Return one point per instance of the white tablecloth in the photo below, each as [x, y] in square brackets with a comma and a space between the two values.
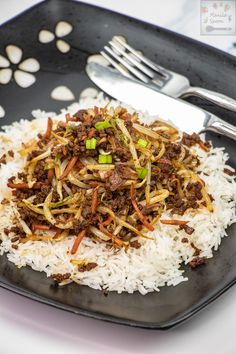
[32, 328]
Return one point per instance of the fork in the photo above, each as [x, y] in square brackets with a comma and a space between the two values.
[133, 65]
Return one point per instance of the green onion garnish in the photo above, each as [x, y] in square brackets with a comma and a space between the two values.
[142, 172]
[104, 159]
[91, 144]
[102, 125]
[142, 143]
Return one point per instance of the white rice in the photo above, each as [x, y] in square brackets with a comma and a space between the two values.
[156, 263]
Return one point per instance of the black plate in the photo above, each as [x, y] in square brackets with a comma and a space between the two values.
[205, 67]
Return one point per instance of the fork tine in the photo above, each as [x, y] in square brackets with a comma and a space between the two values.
[117, 66]
[134, 71]
[145, 60]
[133, 61]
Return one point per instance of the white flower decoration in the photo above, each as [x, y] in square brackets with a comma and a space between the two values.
[62, 29]
[21, 71]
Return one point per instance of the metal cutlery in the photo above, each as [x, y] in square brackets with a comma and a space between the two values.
[133, 65]
[183, 115]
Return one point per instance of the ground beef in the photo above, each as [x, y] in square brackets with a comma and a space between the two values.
[172, 151]
[11, 153]
[40, 173]
[119, 176]
[34, 154]
[16, 230]
[43, 193]
[80, 115]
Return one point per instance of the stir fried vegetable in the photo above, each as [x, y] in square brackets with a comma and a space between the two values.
[108, 177]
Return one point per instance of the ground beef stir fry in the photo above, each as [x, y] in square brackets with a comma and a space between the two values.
[102, 174]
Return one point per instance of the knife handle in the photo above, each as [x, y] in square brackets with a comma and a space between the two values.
[217, 98]
[219, 126]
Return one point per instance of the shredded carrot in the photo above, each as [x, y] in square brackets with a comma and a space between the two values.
[138, 211]
[69, 167]
[77, 241]
[165, 161]
[40, 227]
[50, 174]
[94, 201]
[49, 128]
[118, 241]
[174, 222]
[91, 133]
[107, 221]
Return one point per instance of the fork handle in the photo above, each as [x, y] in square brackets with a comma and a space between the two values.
[217, 98]
[221, 127]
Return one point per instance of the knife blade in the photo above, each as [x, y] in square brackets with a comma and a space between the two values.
[183, 115]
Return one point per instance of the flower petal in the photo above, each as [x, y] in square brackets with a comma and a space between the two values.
[45, 36]
[63, 28]
[99, 59]
[4, 63]
[14, 53]
[62, 93]
[31, 65]
[2, 112]
[89, 92]
[24, 79]
[62, 46]
[5, 76]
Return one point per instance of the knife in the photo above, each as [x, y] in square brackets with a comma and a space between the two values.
[183, 115]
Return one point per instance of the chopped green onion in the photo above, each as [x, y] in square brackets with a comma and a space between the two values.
[91, 144]
[102, 125]
[104, 159]
[142, 172]
[142, 142]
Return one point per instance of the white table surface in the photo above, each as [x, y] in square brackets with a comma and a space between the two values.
[32, 328]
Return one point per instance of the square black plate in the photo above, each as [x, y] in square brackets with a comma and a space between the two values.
[205, 66]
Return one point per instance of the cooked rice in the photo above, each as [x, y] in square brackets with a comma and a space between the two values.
[158, 262]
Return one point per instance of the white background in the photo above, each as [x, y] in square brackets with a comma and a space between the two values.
[32, 328]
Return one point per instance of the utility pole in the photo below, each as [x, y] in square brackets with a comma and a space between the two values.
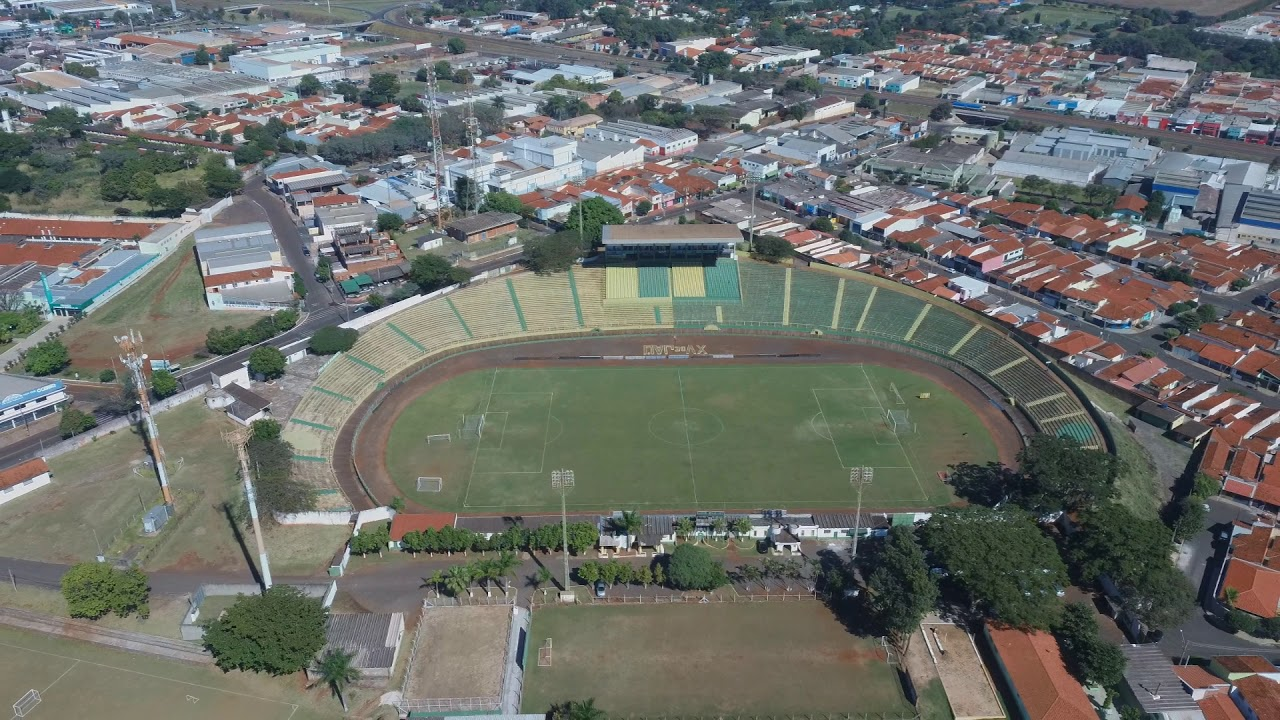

# # # # # # #

Can you output all of the records above as a numbered list, skipping blank lines and leaving the pictures out?

* _RESPONSE_:
1. Return one point per instance of the white tablecloth in the photo below, each as [x, y] in square brackets with a comma and a space between the two values.
2. [32, 328]
3. Return one point per instance of the fork in the photo above, each as [x, y] in square brackets with a comma and a space between the two values.
4. [133, 65]
5. Return one point per instance of the green onion garnish in the photo above, each as [x, y] in square brackets with a comma and a space between the two values.
6. [142, 172]
7. [104, 159]
8. [91, 144]
9. [102, 125]
10. [142, 143]
11. Return one point per instance of the white rice in the photo above, each as [x, y] in square brackets with a comma and a space between the two values.
12. [156, 263]
13. Return one point per instance of the black plate in the photo above, each as [x, y] in square brackets with a comma and a space between the two values.
14. [205, 67]
15. Return one point per instance of the fork tine in the photo above, each as [x, y] in square brackets with a comma and a space between the two values.
16. [117, 66]
17. [134, 71]
18. [145, 60]
19. [133, 61]
20. Return one point per instance of the white flower decoration in the photo above, each as [x, y] in square brackets with a comma and a space between the two values.
21. [62, 29]
22. [21, 71]
23. Return one point per instance of the metal cutlery in the photo above, each as [x, y] in square brackets with a comma and a space between the two values.
24. [133, 65]
25. [183, 115]
26. Return one point per instance of the ground beef in the photo above, each as [x, y] in square brackets with a comma and a space between the two values.
27. [172, 151]
28. [11, 153]
29. [40, 173]
30. [119, 176]
31. [34, 154]
32. [16, 230]
33. [43, 193]
34. [80, 115]
35. Return one point per instance of the stir fried vegetable in the photo above, each as [x, y] in square brackets with a comma and a space between the two values.
36. [108, 177]
37. Return one point per instance of the ground beef stir fry in the photo above, each as [x, y] in square brackets with a comma and a space between the two values.
38. [102, 174]
39. Return one point per instance of the knife handle in the photo above, each as [x, y] in square brackets with a comma and a space between the two values.
40. [217, 98]
41. [219, 126]
42. Return one point per instance of the shredded carrot in the photo above, each as [x, y] in square brackets with a comma and a space between the two values.
43. [138, 211]
44. [69, 167]
45. [77, 241]
46. [165, 161]
47. [40, 227]
48. [50, 174]
49. [94, 201]
50. [49, 128]
51. [118, 241]
52. [174, 222]
53. [91, 133]
54. [107, 221]
55. Return one point per instance of the fork handle in the photo above, each as [x, y] in square brackets with a comma and a space between the two values.
56. [217, 98]
57. [221, 127]
58. Return one point per instance of the knife blade in the photo above, each as [x, y] in square brackets with a comma and a space between the two values.
59. [183, 115]
60. Return one point per instance of the flower petal in the photo above, each as [x, y] in square brackets with a comma and a space between the two values.
61. [45, 36]
62. [63, 28]
63. [99, 59]
64. [4, 63]
65. [14, 53]
66. [62, 93]
67. [31, 65]
68. [2, 112]
69. [89, 92]
70. [24, 79]
71. [62, 46]
72. [5, 76]
73. Return one point per instance of the knife in the photo above, each as [x, y] in square brackets with a comma and a space between the two values.
74. [183, 115]
75. Return one point per instance of the chopped green onion in the photo above, each as [x, y] in square brackets with a comma and a space between the two values.
76. [91, 144]
77. [102, 125]
78. [104, 159]
79. [142, 172]
80. [142, 142]
81. Return one point per instance of the white table surface in the photo above, each as [x, y] in square brackets with a comma and a space between the two values.
82. [32, 328]
83. Return one point per instance of the square black plate in the photo above, each as [x, y] in square brackets with a comma and a space between the two values.
84. [205, 66]
85. Return one point per instance of the cooked rice in the photo above, each as [x, y] in square brackets with a comma and a space between the two values.
86. [158, 262]
87. Return one point per instance of the white background in the photo above, each as [x, y] in square brackets with a comma and a space between the two values.
88. [32, 328]
89. Return one point per instance of the utility pole in the photo below, each as [x, y] in square brackets with a comma and a space between the two values.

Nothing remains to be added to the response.